DATA ENTRIES:
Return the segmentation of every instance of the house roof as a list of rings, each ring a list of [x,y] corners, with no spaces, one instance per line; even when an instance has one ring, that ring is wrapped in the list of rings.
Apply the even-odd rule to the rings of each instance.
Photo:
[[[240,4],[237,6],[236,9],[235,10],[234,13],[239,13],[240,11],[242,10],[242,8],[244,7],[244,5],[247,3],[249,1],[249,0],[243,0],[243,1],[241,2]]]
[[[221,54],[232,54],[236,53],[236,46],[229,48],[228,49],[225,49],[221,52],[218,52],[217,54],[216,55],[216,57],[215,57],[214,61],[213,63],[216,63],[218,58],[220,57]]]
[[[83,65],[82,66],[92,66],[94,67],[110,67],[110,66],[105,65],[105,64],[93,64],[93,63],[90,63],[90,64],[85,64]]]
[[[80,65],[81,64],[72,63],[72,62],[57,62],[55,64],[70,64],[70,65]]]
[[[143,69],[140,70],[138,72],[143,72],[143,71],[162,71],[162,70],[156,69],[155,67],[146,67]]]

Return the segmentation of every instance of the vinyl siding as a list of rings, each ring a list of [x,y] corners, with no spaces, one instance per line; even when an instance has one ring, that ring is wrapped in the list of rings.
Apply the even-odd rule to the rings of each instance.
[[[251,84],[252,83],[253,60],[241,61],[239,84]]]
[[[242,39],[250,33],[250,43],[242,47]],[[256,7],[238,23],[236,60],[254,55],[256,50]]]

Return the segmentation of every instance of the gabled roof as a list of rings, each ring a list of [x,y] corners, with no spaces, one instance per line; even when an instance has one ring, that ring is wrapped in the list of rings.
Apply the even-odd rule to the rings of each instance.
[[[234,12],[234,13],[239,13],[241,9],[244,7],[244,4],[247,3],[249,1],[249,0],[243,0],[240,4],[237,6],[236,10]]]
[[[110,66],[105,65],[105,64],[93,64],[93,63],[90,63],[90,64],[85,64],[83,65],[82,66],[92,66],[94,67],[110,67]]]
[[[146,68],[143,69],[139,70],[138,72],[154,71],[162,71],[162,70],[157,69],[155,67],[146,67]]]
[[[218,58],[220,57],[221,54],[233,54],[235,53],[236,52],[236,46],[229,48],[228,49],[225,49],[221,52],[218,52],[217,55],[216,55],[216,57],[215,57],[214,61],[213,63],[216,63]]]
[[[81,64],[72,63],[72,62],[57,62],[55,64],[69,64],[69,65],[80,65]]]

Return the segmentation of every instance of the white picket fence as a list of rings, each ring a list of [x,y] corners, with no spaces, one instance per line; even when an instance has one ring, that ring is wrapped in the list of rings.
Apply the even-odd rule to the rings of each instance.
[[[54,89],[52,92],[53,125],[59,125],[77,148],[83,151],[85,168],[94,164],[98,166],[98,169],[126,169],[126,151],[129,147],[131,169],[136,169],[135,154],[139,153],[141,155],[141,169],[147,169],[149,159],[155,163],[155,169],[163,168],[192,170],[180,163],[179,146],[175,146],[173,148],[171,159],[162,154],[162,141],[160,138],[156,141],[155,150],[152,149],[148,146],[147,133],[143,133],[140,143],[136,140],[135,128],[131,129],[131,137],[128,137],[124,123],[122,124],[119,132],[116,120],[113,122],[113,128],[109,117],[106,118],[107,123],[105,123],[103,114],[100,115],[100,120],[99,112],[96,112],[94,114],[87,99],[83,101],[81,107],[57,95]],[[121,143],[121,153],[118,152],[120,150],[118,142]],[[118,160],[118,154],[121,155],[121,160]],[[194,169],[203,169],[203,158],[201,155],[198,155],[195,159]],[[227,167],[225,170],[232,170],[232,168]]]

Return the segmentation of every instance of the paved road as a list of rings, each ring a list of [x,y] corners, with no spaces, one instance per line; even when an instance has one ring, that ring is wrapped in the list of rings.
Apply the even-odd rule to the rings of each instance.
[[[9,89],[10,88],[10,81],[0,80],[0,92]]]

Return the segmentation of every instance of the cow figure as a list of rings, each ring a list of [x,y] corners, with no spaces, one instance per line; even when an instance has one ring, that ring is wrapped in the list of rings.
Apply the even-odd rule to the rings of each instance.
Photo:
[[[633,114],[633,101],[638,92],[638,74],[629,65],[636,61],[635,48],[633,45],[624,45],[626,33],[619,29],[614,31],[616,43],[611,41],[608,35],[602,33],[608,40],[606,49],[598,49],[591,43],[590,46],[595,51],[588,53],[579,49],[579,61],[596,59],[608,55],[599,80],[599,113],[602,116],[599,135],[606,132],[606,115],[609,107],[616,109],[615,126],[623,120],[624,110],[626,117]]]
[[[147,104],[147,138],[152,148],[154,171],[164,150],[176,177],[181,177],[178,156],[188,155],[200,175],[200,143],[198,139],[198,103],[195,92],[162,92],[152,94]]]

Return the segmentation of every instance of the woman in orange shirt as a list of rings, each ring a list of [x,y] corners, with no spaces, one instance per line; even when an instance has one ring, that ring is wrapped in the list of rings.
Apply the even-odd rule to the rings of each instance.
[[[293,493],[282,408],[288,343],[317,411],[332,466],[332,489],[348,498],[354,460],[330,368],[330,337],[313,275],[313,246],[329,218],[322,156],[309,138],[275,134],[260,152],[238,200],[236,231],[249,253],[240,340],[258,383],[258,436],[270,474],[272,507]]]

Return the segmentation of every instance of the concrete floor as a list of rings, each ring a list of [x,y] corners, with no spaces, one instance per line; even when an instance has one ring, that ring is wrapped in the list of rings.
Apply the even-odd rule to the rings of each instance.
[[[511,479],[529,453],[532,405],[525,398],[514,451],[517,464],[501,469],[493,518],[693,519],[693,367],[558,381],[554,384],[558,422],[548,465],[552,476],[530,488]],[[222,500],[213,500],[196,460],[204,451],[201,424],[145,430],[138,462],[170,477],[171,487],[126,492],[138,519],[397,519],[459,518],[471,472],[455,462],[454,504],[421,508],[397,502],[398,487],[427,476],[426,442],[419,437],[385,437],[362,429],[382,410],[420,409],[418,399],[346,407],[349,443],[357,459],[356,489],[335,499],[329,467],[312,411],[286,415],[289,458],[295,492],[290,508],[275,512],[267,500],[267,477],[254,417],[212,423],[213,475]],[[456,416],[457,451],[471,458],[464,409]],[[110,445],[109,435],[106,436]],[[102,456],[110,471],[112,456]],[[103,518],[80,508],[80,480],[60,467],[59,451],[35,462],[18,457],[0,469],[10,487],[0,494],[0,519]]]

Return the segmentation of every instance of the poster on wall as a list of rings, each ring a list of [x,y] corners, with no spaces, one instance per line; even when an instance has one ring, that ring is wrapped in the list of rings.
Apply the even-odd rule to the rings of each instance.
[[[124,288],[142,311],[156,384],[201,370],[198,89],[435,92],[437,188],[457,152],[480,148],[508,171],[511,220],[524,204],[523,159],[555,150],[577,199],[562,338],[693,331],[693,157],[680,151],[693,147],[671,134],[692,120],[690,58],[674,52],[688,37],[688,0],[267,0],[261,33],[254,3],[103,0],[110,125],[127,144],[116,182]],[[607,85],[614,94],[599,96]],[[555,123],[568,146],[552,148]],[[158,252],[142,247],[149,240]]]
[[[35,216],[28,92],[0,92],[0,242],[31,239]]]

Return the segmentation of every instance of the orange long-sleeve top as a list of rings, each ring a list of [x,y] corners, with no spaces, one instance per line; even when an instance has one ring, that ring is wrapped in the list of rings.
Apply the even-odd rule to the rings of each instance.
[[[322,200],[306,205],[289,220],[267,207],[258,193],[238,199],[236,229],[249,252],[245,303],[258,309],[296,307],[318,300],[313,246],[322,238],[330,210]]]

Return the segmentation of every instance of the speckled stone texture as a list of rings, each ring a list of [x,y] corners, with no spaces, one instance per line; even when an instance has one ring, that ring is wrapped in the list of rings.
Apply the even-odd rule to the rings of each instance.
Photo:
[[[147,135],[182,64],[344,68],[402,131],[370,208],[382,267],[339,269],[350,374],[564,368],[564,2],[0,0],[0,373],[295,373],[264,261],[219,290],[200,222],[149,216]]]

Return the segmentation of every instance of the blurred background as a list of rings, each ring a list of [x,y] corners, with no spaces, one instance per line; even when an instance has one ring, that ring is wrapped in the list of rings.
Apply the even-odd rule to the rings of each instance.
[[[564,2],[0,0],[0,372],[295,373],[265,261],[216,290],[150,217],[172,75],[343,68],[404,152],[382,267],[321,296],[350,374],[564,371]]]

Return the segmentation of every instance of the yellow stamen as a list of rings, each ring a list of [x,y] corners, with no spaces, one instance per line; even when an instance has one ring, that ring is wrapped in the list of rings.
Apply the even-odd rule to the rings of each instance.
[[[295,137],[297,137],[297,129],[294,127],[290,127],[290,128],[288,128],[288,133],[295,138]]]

DIRECTIVE:
Nothing outside the span should appear: transcribe the lines from the one containing "Return the segmentation of every instance of the blurred" through the last line of the records.

EXERCISE RESULT:
Return the segmentation of every instance of the blurred background as a list of rings, each ring a list of [x,y] corners, with no spaces, one instance per line; even when an instance has one ring, that ring is wrapped in the list of rings.
Apply the even-odd rule to the rings of each instance.
[[[564,2],[0,0],[0,372],[295,373],[265,261],[216,290],[150,217],[172,75],[343,68],[404,152],[382,267],[321,296],[350,374],[564,371]]]

Return the segmentation of every instance of the yellow stamen as a list of rings, each ring a list of [x,y] corners, with no spaces, one instance per line; even when an instance has one ring, that ring is wrapped in the list of rings.
Apply the even-odd rule to the rings of each instance.
[[[295,137],[297,137],[297,129],[294,127],[290,127],[290,128],[288,128],[288,133],[295,138]]]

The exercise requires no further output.